Input rows:
• • •

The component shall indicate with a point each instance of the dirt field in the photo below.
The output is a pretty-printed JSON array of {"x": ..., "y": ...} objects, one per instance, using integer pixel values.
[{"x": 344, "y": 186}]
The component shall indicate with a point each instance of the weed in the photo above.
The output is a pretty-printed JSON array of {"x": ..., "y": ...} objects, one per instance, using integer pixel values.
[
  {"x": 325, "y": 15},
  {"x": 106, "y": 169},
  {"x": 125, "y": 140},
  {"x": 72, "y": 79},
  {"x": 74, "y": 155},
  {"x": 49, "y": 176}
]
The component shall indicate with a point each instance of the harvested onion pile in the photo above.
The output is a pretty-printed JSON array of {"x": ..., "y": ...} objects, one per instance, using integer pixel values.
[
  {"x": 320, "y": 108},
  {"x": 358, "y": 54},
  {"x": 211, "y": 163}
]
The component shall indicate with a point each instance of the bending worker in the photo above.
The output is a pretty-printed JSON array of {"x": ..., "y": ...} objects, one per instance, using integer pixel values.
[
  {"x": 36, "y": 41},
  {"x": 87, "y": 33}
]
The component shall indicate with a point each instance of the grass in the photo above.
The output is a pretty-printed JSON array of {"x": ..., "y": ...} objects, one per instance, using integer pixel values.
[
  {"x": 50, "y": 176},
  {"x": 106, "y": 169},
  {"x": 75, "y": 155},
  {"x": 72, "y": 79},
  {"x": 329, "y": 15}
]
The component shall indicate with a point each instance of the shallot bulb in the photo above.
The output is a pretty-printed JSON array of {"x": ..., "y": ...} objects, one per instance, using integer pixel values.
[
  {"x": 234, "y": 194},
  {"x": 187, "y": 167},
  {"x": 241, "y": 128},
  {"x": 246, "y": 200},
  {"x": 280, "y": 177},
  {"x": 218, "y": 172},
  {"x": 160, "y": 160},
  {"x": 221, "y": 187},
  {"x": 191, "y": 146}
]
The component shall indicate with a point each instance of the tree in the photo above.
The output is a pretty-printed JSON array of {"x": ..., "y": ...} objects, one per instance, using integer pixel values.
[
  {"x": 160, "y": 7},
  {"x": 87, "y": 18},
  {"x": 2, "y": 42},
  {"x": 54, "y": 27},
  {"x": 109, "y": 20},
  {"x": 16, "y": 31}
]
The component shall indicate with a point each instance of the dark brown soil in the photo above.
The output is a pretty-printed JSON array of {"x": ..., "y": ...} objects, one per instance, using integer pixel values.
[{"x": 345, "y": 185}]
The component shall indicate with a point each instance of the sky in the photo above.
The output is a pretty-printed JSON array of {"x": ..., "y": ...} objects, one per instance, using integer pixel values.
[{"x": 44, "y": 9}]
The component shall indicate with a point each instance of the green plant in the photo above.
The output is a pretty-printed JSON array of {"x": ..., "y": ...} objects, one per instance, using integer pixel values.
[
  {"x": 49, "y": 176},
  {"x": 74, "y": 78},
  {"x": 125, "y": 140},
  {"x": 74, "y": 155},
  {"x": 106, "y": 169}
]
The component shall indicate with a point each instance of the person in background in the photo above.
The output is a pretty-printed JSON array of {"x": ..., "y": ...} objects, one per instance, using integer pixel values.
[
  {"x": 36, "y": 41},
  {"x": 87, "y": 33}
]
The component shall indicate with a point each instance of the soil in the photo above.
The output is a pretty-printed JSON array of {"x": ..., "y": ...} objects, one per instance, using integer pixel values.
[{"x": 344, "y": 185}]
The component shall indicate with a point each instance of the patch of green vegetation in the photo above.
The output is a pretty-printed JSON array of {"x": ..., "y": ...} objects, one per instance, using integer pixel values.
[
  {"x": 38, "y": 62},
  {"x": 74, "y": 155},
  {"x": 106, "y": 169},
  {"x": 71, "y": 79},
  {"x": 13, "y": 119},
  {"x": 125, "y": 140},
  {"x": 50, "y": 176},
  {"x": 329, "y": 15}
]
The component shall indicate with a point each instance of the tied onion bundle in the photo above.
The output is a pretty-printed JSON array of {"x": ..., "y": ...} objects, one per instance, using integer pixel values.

• • •

Description of the task: Copy each row above word for word, leaving nothing out and changing nothing.

Solution to this exercise:
The component shall indicate with a point each instance of the dirt field in the photo below.
The output is a pretty-printed JSON array of {"x": ..., "y": ...} objects, one per instance, using integer pixel values.
[{"x": 344, "y": 186}]
The component shall indicate with a point each instance of the weed in the photo above.
The output is a pretty-printed JSON array of {"x": ..., "y": ...} objects, one per instance, using integer pixel values.
[
  {"x": 325, "y": 15},
  {"x": 106, "y": 169},
  {"x": 125, "y": 140},
  {"x": 72, "y": 79},
  {"x": 74, "y": 155},
  {"x": 49, "y": 176}
]
The component shall indicate with a point each instance of the harvested onion pile in the photo above.
The output is a pretty-printed JSON array of {"x": ..., "y": ...} objects, one per instance, using integer pixel values.
[
  {"x": 320, "y": 108},
  {"x": 358, "y": 54},
  {"x": 211, "y": 163}
]
The component shall indicate with a point each instance of the bending worker in the photo above.
The output is a pretty-printed JSON array of {"x": ..., "y": ...} objects, one per instance, using integer pixel values.
[
  {"x": 36, "y": 41},
  {"x": 87, "y": 33}
]
The component shall indicate with a point each instance of the grass in the photo above.
The output is a pretty-printed JSON array of {"x": ..., "y": ...} objects, one per instance, using integer pixel values.
[
  {"x": 50, "y": 176},
  {"x": 106, "y": 169},
  {"x": 75, "y": 155},
  {"x": 72, "y": 79},
  {"x": 329, "y": 15}
]
The component shall indicate with a point each instance of the shallot bulb in the photo above.
The output is a pretty-printed JSON array of {"x": ..., "y": ...} objects, one per instance, using integer pixel values.
[
  {"x": 234, "y": 194},
  {"x": 187, "y": 167},
  {"x": 241, "y": 128},
  {"x": 246, "y": 200},
  {"x": 280, "y": 177},
  {"x": 218, "y": 172},
  {"x": 160, "y": 160},
  {"x": 221, "y": 187},
  {"x": 191, "y": 146}
]
The component shall indicate with a point each instance of the tree in the photo above.
The output is a pretty-printed JSON array of {"x": ..., "y": ...} objects, one per instance, using integer pixel values.
[
  {"x": 160, "y": 7},
  {"x": 87, "y": 18},
  {"x": 2, "y": 42},
  {"x": 54, "y": 27},
  {"x": 109, "y": 20},
  {"x": 16, "y": 31}
]
The component shall indicate with a point each instance of the dark brown soil in the photo above.
The output is a pretty-printed JSON array of {"x": ..., "y": ...} objects, one per instance, using integer pixel values.
[{"x": 345, "y": 185}]
The component shall indicate with a point each instance of the sky in the photo above.
The output is a pretty-printed JSON array of {"x": ..., "y": ...} objects, one per instance, using integer pixel values.
[{"x": 44, "y": 9}]
The component shall indicate with a point each instance of the green plant in the photo above.
The output is a pretty-printed JSON array of {"x": ..., "y": ...} objects, one per instance, using integer pixel values.
[
  {"x": 49, "y": 176},
  {"x": 74, "y": 78},
  {"x": 125, "y": 140},
  {"x": 74, "y": 155},
  {"x": 106, "y": 169}
]
The component shall indicate with a point each instance of the person in background in the photo above.
The output is a pretty-printed JSON array of {"x": ..., "y": ...} objects, one per instance, using integer pixel values.
[
  {"x": 36, "y": 41},
  {"x": 87, "y": 33}
]
The component shall indicate with a point each instance of the soil in the photo above.
The output is a pretty-printed JSON array of {"x": ..., "y": ...} objects, one per instance, using integer pixel values.
[{"x": 344, "y": 185}]
The component shall indicate with a point each instance of the patch of green vegetation in the photo above.
The output is a pretty-printed JSON array of {"x": ..., "y": ...} objects, one per instance, using integer pixel values.
[
  {"x": 38, "y": 62},
  {"x": 74, "y": 155},
  {"x": 106, "y": 169},
  {"x": 71, "y": 79},
  {"x": 13, "y": 119},
  {"x": 125, "y": 140},
  {"x": 50, "y": 176},
  {"x": 329, "y": 15}
]
The component shall indicate with a point each instance of the tied onion bundle in the photo above.
The output is a pretty-printed JSON array of {"x": ..., "y": ...} objects, one per instance, using integer pixel values.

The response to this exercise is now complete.